■ Documento:

----------------------------------------

REPUBBLICA ITALIANA
IN NOME DEL POPOLO ITALIANO
LA CORTE SUPREMA DI CASSAZIONE
SEZIONE QUARTA PENALE


Composta dagli Ill.mi Sigg.ri Magistrati:

Dott. MARZANO Francesco
Dott. IACOPINO Silvana Giovanna
Dott. D'ISA Claudio
Dott. BIANCHI Luisa
Dott. BLAIOTTA Rocco Marco

- Presidente
- Consigliere
- Consigliere
- rel. Consigliere
- Consigliere

ha pronunciato la seguente:

sentenza

sul ricorso proposto da:
1) B.N. N. IL ***;
avverso la semenza n. 3390/2008 CORTE APPELLO di ROMA, del 23/09/2008;
visti gli atti, la sentenza e il ricorso;
udita in PUBBLICA UDIENZA del 11/05/2010 la relazione fatta dal Consigliere Dott. BIANCHI Luisa;
Udito il Procuratore Generale in persona del Cons. Dott. VOLPE Giuseppe che ha concluso per la inammissibilità del ricorso;
udito, per la parte civile, l'Avv. Giacomucci Raffaele del foro di Vasto.

Svolgimento del processo e motivi della decisione


Il Tribunale monocratico di Rieti ha ritenuto B.N. responsabile del reato di lesioni colpose commesse con violazione della normativa di prevenzione degli infortuni sul lavoro contestatogli perché, in qualità di amministratore unico della società S. B e L srl., nell'eseguire lavori di installazione di pannelli di cemento, trasportati da un'autogrù da lui condotta, sul solaio di un edificio in costruzione, ometteva di richiedere al dipendente D.R.C. l'osservanza delle disposizioni in materia di uso delle cinture di sicurezza, nonché ometteva di provvedere ad una adeguata informazione sui rischi specifici cui lo stesso era esposto in quella particolare fase lavorativa e ad una idonea formazione in materia di sicurezza in riferimento alla propria mansione, in tal modo cagionando al D.R., che cadeva in un lucernaio, la lussazione della spalla ed altre fratture. Concesse le attenuanti generiche equivalenti alla contestata aggravante, lo ha condannato a due mesi di reclusione e al risarcimento del danno in favore della parte civile cui liquidava una provvisionale di 7500,00 Euro.

----------------------------------------

■ Attività richieste:
A: Estrai dalla sentenza il passo compreso tra "ha pronunciato la" e "foro di Vasto.", estremi inclusi.
B: Elenca tutti i magistrati che compongono il collegio nella sentenza.
Le voci provengono da una fonte diversa dalla sentenza.

----------------------------------------

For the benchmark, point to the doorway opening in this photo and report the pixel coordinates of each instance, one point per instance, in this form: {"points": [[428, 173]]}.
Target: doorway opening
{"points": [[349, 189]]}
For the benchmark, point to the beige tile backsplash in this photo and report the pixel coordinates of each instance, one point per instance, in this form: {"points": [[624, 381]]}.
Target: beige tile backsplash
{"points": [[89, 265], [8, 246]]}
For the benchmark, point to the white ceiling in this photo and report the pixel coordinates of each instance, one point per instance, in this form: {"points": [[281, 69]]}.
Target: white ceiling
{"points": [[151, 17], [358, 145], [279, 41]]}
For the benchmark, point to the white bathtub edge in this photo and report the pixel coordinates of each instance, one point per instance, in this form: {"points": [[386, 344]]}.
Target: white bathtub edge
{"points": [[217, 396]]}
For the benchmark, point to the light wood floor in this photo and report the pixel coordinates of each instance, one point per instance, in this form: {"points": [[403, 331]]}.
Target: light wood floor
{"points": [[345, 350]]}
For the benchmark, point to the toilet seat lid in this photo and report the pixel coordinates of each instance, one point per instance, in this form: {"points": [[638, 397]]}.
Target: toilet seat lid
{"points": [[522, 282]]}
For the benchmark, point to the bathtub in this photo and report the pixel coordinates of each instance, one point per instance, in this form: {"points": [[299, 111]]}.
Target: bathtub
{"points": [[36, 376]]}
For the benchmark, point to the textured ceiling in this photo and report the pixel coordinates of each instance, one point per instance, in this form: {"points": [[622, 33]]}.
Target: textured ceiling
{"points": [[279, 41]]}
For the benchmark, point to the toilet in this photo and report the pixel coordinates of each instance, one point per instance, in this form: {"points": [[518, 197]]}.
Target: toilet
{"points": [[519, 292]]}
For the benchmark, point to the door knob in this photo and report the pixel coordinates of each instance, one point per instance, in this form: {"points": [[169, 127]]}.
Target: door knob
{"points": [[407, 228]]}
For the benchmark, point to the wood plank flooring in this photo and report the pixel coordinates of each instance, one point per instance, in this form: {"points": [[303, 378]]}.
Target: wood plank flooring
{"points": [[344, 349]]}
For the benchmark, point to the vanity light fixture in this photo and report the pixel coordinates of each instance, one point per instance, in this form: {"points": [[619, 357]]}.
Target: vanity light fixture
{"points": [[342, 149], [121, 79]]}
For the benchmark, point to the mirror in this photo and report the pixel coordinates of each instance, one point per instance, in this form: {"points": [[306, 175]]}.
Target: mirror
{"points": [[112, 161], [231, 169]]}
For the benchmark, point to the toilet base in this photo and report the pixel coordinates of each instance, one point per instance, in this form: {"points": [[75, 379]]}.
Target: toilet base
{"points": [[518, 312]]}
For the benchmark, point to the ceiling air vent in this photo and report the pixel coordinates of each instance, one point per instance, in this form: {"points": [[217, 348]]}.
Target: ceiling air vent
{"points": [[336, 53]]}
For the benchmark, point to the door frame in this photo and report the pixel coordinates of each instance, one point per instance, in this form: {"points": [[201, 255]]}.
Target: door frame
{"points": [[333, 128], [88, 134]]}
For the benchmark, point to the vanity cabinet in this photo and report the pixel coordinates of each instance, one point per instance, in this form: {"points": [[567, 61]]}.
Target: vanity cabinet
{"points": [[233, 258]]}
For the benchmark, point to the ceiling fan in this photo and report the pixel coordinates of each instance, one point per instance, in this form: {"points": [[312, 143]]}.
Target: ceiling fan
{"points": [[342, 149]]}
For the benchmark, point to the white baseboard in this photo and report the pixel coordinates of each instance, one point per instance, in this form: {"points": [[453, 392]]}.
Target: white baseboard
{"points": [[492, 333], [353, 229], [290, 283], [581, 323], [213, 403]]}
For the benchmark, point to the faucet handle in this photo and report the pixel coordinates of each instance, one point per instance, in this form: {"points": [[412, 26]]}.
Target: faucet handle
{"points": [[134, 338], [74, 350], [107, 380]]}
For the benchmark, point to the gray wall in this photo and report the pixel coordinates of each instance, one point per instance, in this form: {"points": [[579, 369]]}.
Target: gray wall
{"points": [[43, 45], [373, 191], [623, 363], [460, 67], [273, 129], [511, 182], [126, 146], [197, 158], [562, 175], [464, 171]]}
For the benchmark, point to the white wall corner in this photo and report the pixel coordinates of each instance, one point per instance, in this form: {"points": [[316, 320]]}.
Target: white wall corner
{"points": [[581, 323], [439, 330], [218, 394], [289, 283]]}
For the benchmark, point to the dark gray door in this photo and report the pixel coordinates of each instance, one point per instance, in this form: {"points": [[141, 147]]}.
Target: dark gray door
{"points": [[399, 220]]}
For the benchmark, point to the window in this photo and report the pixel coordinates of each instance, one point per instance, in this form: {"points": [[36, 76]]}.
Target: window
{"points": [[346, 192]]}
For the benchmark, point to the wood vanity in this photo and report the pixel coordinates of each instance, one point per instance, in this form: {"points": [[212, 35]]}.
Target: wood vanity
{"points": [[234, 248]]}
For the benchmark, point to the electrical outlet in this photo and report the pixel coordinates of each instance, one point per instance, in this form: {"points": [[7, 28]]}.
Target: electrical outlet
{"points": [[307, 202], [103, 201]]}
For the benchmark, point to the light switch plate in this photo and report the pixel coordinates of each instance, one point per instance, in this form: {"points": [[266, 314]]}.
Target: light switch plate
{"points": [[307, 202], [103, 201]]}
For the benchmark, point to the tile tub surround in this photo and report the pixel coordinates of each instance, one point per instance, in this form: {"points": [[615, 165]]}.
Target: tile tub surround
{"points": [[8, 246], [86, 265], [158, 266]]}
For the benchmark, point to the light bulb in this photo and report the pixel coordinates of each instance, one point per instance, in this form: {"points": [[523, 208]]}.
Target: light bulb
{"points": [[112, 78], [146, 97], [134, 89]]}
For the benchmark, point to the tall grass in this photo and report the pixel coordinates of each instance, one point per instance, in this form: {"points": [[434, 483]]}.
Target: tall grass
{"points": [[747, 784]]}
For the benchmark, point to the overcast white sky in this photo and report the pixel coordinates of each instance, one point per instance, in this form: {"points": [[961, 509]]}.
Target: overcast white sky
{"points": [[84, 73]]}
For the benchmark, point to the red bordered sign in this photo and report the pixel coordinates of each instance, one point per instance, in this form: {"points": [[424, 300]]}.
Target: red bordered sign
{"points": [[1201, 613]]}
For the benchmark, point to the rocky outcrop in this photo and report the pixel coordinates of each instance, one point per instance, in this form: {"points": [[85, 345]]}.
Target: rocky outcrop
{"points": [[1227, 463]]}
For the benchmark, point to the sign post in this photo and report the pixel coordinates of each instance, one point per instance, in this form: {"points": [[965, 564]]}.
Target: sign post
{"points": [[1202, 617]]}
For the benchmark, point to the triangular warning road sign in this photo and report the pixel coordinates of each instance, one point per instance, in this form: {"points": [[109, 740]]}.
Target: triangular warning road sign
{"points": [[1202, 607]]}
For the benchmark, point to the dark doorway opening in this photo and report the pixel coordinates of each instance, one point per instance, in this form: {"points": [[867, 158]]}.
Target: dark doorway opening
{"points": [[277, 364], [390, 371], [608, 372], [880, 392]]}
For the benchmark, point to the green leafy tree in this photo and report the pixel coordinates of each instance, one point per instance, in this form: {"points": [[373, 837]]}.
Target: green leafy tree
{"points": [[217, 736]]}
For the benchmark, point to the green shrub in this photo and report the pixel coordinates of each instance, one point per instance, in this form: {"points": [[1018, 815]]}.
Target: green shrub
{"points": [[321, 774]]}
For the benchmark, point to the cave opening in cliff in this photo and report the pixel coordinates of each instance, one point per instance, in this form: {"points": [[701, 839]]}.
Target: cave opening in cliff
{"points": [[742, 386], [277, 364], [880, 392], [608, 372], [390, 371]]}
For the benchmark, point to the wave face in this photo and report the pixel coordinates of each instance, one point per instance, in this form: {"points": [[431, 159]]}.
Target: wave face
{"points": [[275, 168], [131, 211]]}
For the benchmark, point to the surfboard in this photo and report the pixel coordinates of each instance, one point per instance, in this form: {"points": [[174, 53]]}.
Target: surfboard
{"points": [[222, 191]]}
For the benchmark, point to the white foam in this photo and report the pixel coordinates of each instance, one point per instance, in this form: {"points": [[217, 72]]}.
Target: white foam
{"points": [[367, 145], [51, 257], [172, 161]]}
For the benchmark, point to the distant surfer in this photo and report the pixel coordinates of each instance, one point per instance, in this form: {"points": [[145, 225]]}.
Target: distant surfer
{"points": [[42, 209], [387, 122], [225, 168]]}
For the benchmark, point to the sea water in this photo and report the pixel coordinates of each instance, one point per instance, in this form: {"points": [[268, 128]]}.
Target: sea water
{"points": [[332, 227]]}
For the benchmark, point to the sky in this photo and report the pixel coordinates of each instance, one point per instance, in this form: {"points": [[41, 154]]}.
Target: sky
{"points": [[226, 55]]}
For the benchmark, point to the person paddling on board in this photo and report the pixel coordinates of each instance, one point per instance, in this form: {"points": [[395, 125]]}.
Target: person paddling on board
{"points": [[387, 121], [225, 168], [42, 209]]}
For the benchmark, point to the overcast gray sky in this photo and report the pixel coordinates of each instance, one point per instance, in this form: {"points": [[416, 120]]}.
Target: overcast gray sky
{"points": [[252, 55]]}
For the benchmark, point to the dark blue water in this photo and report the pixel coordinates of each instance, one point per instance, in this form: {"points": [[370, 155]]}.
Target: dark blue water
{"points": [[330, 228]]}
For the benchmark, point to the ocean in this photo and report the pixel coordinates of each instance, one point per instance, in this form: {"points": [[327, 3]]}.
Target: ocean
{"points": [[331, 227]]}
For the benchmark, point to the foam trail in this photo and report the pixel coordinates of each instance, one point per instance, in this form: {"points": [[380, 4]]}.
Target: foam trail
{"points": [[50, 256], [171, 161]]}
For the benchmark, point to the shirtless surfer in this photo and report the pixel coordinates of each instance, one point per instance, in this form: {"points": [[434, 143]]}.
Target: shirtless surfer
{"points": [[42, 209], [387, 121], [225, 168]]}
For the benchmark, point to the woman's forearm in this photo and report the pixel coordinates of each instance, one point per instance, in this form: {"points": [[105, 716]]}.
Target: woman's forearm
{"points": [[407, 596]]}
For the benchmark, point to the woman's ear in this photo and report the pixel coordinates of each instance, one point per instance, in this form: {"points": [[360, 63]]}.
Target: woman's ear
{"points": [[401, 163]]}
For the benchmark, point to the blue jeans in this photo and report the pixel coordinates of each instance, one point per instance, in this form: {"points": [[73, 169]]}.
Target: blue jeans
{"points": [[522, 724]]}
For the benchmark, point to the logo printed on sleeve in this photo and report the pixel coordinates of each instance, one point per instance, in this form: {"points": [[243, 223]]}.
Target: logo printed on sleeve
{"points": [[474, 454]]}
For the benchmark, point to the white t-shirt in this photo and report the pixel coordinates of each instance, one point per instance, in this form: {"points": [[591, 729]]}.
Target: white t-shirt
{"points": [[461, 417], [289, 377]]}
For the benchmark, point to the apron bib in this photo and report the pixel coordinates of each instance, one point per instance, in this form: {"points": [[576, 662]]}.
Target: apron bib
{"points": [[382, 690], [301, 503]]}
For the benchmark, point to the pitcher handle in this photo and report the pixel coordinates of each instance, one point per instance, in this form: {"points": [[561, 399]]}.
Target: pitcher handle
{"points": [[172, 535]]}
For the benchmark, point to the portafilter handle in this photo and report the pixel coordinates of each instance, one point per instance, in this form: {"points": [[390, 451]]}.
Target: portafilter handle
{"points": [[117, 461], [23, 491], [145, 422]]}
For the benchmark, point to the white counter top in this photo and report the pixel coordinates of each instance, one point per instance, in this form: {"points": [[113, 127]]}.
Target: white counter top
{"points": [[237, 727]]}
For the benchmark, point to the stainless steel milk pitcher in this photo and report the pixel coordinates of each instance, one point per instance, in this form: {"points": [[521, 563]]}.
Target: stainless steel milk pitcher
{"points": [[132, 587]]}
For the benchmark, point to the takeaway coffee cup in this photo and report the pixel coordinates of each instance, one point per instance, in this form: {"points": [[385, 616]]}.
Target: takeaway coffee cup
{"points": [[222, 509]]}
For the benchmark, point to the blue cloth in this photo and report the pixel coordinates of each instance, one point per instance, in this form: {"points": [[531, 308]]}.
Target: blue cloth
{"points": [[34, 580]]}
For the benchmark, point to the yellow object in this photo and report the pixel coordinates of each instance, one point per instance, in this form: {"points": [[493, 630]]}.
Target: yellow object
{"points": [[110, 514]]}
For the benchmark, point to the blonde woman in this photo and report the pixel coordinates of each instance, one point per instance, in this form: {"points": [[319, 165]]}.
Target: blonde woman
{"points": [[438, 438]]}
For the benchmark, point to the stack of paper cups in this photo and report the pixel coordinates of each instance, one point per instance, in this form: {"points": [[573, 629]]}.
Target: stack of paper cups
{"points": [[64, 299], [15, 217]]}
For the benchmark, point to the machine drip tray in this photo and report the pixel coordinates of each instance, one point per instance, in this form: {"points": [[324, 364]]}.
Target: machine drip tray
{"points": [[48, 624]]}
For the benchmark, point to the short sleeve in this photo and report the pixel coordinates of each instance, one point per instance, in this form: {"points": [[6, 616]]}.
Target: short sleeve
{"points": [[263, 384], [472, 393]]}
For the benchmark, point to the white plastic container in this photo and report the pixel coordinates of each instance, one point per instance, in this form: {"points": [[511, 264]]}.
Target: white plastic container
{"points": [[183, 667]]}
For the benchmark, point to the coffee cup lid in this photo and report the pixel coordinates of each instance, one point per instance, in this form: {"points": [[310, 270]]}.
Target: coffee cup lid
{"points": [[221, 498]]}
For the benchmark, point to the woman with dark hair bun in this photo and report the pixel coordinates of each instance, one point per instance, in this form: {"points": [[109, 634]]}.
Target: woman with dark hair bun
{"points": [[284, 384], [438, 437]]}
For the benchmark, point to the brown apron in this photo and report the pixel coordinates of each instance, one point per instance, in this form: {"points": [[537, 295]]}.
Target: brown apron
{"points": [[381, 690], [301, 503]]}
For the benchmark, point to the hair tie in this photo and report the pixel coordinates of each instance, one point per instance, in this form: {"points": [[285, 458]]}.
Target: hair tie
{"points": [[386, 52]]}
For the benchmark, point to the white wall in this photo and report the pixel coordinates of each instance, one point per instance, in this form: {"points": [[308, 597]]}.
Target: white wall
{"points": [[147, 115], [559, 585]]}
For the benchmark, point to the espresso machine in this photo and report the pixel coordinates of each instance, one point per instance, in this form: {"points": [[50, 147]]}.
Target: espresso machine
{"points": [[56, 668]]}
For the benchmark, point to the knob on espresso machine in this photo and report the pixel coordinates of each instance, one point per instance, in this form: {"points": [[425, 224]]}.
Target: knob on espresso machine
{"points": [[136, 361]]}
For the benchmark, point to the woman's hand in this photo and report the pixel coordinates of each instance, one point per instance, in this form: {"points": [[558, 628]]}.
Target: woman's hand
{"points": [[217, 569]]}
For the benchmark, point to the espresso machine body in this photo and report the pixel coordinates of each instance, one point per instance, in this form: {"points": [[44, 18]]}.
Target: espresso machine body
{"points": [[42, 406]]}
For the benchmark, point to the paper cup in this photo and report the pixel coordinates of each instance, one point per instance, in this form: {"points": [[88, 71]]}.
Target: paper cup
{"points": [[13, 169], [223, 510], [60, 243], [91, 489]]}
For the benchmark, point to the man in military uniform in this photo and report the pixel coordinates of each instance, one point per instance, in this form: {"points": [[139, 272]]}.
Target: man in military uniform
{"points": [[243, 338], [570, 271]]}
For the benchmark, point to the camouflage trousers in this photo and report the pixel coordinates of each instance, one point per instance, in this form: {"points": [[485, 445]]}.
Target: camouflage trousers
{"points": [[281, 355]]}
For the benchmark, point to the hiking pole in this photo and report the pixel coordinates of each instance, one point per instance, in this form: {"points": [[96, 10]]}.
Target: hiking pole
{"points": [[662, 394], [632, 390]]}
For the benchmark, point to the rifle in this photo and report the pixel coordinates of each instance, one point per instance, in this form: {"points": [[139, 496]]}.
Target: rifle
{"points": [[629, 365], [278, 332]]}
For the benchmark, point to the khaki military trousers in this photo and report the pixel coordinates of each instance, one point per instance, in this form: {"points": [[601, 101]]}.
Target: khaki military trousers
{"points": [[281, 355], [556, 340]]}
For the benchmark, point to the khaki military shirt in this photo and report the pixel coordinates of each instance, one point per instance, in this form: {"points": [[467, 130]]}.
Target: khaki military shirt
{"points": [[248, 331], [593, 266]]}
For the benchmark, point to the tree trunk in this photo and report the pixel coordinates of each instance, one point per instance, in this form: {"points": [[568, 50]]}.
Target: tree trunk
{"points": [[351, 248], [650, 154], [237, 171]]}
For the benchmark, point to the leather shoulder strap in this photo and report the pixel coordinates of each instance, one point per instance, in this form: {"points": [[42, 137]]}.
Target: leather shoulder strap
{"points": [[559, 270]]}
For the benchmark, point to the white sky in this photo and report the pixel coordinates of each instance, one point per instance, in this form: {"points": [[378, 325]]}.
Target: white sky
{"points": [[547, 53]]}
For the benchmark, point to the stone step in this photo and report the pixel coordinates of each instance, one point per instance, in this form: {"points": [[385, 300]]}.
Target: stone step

----------------------------------------

■ Risposte:
A:
ha pronunciato la seguente:

sentenza

sul ricorso proposto da:
1) B.N. N. IL ***;
avverso la semenza n. 3390/2008 CORTE APPELLO di ROMA, del 23/09/2008;
visti gli atti, la sentenza e il ricorso;
udita in PUBBLICA UDIENZA del 11/05/2010 la relazione fatta dal Consigliere Dott. BIANCHI Luisa;
Udito il Procuratore Generale in persona del Cons. Dott. VOLPE Giuseppe che ha concluso per la inammissibilità del ricorso;
udito, per la parte civile, l'Avv. Giacomucci Raffaele del foro di Vasto.

B:
- MARZANO Francesco
- IACOPINO Silvana Giovanna
- D'ISA Claudio
- BIANCHI Luisa
- BLAIOTTA Rocco Marco